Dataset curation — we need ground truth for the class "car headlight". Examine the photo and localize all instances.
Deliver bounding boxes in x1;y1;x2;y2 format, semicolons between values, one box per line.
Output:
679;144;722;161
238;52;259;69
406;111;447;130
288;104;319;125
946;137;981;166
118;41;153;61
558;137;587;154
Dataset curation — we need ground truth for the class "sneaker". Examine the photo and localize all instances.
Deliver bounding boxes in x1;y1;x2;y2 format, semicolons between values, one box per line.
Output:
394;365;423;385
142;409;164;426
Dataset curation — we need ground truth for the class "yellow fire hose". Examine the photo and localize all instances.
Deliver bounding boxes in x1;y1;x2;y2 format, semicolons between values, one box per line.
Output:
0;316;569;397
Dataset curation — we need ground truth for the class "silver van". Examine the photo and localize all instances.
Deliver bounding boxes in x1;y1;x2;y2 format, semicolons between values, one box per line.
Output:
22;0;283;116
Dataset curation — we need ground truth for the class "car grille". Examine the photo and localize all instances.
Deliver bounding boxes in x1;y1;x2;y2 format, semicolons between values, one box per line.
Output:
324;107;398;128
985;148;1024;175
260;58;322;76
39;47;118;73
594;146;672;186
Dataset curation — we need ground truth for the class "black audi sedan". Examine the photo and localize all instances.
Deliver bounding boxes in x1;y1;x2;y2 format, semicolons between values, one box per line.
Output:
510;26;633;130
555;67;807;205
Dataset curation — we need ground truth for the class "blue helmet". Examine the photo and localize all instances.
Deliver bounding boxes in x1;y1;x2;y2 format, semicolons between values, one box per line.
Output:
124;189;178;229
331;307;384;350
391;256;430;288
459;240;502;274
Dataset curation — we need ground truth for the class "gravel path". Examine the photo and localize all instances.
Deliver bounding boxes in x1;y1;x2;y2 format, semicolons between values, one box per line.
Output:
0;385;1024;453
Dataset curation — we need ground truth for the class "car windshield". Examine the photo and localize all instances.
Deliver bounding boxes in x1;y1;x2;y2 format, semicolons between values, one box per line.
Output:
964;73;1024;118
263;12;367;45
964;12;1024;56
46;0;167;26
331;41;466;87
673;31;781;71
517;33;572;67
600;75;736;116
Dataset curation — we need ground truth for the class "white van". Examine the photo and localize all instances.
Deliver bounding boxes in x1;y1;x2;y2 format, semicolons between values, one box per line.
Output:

§ §

#### Written task:
Quote all of the material above, word for word, without changing a single line.

#### Response to the exercise:
Dataset curation — we need ground truth for the class "car headlight". Examine the photo and localize all instances.
Deliver bounding boxes in x1;y1;x2;y2 format, semicolons between values, one box per line.
Output:
679;144;722;161
238;52;259;69
406;111;447;130
288;104;319;125
946;137;981;166
118;41;153;61
558;137;587;154
Dataset curation — we need ground truth for the class "sneaker". Examine the photo and localize all instances.
Deliver bounding boxes in x1;y1;x2;y2 format, semicolons between values, one box per line.
Output:
394;365;423;385
142;409;164;426
Dataset curation — we need ground truth for the class "yellow fire hose". Examine the photo and localize all instances.
Deliver bounding boxes in x1;y1;x2;y2 format, semicolons between values, one box per line.
Output:
0;316;569;397
Dataset curation — we need ground truth for the class "silver van". Examine the photo and localize all instances.
Deliver bounding boxes in x1;y1;x2;y2 format, semicolons between values, one box per line.
Output:
22;0;283;116
Dataset curation — we need ground truth for the class "car grille". Examine the photo and localize all instances.
Deliver bounding boxes in x1;y1;x2;y2 format, semicolons between values, one box per line.
Output:
324;107;398;128
985;148;1024;175
260;58;322;76
39;47;118;73
594;146;672;186
Dataset curation — we need ground truth for the class "black audi sedan". Examine the photo and localize all instances.
Deliver bounding boxes in x1;y1;x2;y2 format, semicolons between values, one box per line.
Output:
510;26;633;130
555;67;807;205
Dataset curation — we need ground truth for the class "blue helmet". Examine the photo and localize all instances.
Deliver bounding boxes in x1;y1;x2;y2 format, semicolons between values, one box per line.
Output:
124;189;178;229
331;307;384;350
391;256;430;288
459;240;502;274
Dataset curation — we need ground truth for the class "gravel path". Examine the photo and localize all instances.
Deliver bounding boxes in x1;y1;x2;y2 format, semicolons between values, one box per line.
Output:
0;385;1024;453
Dataset curation — we need ground truth for the class "car windshield". Examine the photo and localize all instances.
Deliver bounding boxes in x1;y1;x2;y2 format, semicolons between values, one box per line.
Output:
964;73;1024;118
263;12;367;45
964;12;1024;56
46;0;167;26
331;41;466;87
673;31;781;71
517;33;572;67
600;75;736;116
Dataset curation — we need ground truth for the class "white van". Examine the photo and localize all instances.
Deliver bounding boxes in x1;y1;x2;y2 format, semicolons between values, one box per line.
Output:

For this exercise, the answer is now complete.